Prompt A
Answer these questions using the passage on Muncie's Carnegie Library:
(i) At which intersection does the building stand?
(ii) On what date was the library dedicated?
(iii) Who gave the plot of land where the building is located?
Prompt B
Write what comes next in the passage on Muncie's Carnegie Library, picking up after its final sentence.
##### Page excerpt
The Carnegie Library is a historic Carnegie library located at Muncie, Indiana, United States. The building houses the Local History & Genealogy collection and an open computer lab. The facility also provides wireless access and a meeting room for local groups to reserve. It is one of four branches that make up the Muncie Public Library System. The building was made possible through a financial donation to the City of Muncie by Andrew Carnegie to expand their library system throughout the community. The foundation for Carnegie Library was built in 1902 and the building opened to the public in 1904. It has been in continuous use as a library since its opening. The building is located in downtown Muncie at the intersection of Jackson and Jefferson.

== History ==
The Carnegie Library was dedicated on January 1, 1904. The library was built after a donation of $55,000 was given to the City of Muncie by Andrew Carnegie, with the goal to assist them in expanding their library system throughout the community. The library was one of the first structures in Indiana built from the funding of Andrew Carnegie, who was a major philanthropist, who supported library systems throughout the world. The plot of land where the building is located was a gift from local businessman George Spilker. As of 2015, the library continues to house the local history and genealogy department of the Muncie Library System.
##########
##### Records supplied
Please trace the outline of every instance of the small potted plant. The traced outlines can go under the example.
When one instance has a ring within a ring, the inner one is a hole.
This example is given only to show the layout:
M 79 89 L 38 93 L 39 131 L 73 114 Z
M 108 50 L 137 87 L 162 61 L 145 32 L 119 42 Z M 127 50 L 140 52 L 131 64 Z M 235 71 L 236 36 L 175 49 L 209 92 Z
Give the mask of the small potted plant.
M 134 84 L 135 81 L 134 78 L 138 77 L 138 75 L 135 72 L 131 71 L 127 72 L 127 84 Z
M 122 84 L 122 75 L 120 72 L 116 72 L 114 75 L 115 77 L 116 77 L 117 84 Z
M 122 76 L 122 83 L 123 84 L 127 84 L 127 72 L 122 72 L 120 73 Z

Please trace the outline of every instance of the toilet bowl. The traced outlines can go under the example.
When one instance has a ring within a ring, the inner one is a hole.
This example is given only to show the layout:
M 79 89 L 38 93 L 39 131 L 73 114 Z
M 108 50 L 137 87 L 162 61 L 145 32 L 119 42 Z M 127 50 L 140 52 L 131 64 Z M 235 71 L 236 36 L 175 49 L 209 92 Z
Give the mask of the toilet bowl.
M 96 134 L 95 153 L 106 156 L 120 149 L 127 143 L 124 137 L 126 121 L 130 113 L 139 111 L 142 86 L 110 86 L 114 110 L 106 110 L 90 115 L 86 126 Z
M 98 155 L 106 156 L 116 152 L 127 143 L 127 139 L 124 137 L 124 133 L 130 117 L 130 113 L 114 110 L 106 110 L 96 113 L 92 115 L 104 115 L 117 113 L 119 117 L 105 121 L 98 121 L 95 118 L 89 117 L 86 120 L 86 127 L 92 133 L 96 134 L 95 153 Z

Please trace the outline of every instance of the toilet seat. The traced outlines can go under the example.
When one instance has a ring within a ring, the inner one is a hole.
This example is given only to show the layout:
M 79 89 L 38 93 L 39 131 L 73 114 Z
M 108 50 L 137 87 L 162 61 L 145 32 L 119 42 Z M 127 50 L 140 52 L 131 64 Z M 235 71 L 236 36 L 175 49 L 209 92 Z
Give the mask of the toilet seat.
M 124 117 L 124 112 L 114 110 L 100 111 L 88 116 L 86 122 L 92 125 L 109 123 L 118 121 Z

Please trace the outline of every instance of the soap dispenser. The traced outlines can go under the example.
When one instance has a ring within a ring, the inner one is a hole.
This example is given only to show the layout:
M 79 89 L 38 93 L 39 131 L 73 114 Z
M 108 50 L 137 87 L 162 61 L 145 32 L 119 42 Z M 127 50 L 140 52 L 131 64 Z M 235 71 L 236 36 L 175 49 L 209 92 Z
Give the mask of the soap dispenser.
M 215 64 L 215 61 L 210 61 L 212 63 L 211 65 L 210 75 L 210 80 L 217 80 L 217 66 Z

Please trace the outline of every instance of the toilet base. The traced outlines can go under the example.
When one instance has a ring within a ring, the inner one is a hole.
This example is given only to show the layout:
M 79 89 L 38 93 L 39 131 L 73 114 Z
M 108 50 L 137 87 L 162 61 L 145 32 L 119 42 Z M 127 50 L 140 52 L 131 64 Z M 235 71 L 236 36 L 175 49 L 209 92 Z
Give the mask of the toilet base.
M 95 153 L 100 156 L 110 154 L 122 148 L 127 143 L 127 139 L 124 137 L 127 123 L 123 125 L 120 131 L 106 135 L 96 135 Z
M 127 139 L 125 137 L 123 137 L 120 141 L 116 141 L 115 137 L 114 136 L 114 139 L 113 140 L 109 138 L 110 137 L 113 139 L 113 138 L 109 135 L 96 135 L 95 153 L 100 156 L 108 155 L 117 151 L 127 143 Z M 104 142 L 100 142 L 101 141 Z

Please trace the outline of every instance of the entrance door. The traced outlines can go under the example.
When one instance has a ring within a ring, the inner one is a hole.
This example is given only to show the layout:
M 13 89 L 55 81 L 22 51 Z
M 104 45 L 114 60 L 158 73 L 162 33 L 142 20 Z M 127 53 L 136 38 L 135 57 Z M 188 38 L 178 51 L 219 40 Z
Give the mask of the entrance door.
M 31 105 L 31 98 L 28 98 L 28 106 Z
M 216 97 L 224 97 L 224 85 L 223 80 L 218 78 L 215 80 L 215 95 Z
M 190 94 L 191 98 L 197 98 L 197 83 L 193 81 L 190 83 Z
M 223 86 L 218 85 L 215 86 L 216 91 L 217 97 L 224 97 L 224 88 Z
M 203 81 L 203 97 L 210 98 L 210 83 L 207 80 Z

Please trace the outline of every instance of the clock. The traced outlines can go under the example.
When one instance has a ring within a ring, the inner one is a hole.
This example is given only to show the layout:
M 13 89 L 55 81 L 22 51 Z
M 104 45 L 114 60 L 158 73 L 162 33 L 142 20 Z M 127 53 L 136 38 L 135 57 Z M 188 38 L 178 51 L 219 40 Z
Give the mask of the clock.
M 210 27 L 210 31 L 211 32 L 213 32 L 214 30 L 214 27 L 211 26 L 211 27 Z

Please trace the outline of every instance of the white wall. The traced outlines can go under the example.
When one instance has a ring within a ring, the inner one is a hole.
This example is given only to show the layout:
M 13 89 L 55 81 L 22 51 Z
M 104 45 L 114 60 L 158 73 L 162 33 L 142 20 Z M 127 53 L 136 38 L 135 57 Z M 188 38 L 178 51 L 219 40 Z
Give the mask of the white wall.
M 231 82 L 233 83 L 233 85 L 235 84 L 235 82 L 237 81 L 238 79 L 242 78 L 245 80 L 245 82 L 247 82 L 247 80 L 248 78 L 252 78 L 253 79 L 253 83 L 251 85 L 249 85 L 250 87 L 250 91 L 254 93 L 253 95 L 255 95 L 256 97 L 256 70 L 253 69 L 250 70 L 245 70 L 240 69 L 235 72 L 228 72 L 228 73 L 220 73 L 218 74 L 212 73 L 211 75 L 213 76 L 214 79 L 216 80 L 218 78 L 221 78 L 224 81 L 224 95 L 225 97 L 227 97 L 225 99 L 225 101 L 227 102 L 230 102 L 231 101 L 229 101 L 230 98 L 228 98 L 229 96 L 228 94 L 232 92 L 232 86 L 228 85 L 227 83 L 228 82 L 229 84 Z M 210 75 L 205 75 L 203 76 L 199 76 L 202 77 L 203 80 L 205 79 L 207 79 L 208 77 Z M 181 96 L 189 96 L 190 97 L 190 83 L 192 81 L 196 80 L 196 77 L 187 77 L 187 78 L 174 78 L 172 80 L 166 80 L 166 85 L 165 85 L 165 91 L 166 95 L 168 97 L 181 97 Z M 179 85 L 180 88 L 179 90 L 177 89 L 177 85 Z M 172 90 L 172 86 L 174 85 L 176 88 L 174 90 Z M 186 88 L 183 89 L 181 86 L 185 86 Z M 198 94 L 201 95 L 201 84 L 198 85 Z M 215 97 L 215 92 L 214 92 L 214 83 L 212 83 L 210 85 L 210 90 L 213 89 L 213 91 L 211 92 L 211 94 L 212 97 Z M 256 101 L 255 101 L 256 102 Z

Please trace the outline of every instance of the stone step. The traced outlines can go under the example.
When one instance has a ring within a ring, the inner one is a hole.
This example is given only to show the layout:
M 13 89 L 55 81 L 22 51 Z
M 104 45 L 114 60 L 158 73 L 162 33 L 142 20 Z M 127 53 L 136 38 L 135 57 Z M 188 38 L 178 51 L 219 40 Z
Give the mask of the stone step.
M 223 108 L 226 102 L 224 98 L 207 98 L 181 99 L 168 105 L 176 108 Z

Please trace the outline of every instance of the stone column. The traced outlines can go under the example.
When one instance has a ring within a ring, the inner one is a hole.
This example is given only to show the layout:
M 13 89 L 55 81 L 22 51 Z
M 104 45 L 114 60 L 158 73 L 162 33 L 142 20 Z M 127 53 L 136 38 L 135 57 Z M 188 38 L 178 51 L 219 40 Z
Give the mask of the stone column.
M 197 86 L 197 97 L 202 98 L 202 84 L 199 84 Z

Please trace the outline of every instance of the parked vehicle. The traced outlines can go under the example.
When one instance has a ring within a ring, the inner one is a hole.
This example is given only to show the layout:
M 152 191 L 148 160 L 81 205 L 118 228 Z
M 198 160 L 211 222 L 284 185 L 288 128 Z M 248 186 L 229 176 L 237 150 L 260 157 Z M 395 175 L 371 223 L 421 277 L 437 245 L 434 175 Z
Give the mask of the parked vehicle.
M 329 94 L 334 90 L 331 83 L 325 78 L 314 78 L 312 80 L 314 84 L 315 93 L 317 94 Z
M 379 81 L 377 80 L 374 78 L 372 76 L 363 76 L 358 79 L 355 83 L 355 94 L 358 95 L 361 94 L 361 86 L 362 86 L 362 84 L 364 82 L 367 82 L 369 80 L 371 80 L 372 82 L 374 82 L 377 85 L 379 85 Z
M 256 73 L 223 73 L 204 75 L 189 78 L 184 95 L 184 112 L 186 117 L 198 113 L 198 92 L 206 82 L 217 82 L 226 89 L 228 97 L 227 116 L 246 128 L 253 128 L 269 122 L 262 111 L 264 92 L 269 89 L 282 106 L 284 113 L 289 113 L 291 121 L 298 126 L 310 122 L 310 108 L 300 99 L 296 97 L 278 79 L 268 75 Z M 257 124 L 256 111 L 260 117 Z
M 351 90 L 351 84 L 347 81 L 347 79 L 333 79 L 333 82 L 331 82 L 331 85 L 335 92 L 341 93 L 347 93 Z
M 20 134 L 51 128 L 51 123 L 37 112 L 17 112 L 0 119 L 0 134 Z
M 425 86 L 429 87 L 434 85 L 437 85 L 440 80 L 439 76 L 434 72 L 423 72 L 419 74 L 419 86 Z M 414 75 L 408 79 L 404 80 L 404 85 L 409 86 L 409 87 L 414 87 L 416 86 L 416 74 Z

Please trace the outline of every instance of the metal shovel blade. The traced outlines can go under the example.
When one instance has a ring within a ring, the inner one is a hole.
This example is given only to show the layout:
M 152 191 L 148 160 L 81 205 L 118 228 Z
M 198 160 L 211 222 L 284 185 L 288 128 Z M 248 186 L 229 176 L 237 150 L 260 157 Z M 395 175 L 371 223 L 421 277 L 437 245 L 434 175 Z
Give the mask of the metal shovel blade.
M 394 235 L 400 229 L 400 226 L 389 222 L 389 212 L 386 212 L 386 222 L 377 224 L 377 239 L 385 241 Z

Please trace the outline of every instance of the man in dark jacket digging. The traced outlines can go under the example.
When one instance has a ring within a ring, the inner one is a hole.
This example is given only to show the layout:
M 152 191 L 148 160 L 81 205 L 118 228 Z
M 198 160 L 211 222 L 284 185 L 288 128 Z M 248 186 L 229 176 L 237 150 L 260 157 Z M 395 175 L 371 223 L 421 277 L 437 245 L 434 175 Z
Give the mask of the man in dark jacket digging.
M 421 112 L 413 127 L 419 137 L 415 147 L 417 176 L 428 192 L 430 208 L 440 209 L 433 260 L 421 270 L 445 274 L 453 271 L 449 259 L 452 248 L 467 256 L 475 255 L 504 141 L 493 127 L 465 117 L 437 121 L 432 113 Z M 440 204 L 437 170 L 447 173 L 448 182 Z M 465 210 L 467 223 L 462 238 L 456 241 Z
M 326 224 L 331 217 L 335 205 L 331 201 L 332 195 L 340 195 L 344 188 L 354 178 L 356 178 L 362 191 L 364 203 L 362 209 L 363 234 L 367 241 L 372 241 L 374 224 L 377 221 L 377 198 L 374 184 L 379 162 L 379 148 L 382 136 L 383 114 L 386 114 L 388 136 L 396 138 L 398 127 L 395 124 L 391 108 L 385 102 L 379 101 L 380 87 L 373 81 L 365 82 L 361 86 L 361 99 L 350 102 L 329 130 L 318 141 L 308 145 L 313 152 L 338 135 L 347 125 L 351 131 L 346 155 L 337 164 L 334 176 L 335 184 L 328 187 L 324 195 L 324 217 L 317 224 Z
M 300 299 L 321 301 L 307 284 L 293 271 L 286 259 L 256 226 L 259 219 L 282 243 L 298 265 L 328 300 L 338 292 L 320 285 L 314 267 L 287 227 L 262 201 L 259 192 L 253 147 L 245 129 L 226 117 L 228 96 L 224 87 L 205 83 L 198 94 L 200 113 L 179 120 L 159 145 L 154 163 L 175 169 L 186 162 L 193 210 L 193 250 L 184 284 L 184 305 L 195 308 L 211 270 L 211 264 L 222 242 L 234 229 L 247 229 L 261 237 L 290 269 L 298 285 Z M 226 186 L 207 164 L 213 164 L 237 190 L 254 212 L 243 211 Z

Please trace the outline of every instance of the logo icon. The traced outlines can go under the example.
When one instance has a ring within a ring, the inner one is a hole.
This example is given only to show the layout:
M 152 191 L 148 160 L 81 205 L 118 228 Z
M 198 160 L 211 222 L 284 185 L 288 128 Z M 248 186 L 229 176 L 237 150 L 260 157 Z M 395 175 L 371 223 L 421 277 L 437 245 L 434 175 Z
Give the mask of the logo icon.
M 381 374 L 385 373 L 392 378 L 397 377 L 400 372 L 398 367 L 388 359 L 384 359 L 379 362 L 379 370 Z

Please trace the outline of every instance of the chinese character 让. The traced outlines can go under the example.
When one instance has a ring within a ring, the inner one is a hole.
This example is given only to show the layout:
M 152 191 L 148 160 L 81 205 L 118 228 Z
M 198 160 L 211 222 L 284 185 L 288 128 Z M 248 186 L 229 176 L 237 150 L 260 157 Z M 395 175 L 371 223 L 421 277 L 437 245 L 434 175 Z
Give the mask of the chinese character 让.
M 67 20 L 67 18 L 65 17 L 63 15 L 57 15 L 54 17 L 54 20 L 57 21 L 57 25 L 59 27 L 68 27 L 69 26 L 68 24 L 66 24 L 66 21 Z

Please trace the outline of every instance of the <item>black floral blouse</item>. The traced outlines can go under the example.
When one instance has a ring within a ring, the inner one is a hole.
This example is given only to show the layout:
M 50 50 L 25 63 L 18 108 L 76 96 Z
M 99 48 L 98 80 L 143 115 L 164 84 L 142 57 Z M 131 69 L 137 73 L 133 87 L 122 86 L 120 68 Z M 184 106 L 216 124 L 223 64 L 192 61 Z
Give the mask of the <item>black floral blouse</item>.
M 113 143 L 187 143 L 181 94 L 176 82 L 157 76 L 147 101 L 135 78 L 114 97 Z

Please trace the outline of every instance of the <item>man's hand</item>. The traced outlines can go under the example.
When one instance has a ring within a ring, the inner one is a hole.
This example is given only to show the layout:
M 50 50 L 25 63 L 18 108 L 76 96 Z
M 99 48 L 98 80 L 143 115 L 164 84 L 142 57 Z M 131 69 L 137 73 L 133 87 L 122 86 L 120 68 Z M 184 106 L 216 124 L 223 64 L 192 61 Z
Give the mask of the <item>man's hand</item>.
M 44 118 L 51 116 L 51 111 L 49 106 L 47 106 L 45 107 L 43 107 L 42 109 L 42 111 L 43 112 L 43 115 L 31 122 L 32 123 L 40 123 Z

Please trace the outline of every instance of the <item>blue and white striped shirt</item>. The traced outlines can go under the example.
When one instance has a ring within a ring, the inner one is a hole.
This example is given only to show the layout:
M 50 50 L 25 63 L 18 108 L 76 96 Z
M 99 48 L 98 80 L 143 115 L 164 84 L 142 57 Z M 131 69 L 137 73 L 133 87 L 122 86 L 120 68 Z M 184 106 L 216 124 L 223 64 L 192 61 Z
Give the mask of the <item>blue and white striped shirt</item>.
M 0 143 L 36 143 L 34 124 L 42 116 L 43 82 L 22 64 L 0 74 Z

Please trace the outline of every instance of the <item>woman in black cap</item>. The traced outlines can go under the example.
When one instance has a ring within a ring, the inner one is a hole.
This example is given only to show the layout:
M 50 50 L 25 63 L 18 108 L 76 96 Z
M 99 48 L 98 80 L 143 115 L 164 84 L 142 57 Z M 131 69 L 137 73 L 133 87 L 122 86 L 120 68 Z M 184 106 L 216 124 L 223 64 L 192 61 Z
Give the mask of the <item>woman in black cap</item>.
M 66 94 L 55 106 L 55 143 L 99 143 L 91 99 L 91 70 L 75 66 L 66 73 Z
##########
Task response A
(i) Jackson and Jefferson
(ii) January 1, 1904
(iii) George Spilker

Task response B
== Architecture ==
The design and building of the library was conducted by the architectural firm of Wing and Mahurin of Fort Wayne, Indiana. The exterior structure is made of Indiana Limestone and modeled after Greek and classical architectural forms. The exterior of the building remains in its original state. The neoclassical architectural style includes a Romanesque dome located on the roof, in the central part of the library.

== Local history and genealogy ==
The Carnegie Library offers a variety of resources to aid researchers in discovering local history and their ancestry. Some of the resources include: cemetery records; census records; county histories and records; court documents; directories; family histories; funeral home records; microfilm for various Muncie and Delaware County newspapers from 1837–present; obituaries; Sanborn fire insurance maps for 1883, 1887, 1889, 1892, 1902, and 1911–1950; and vital records such as marriage, birth, and death records from the 19th and 20th centuries.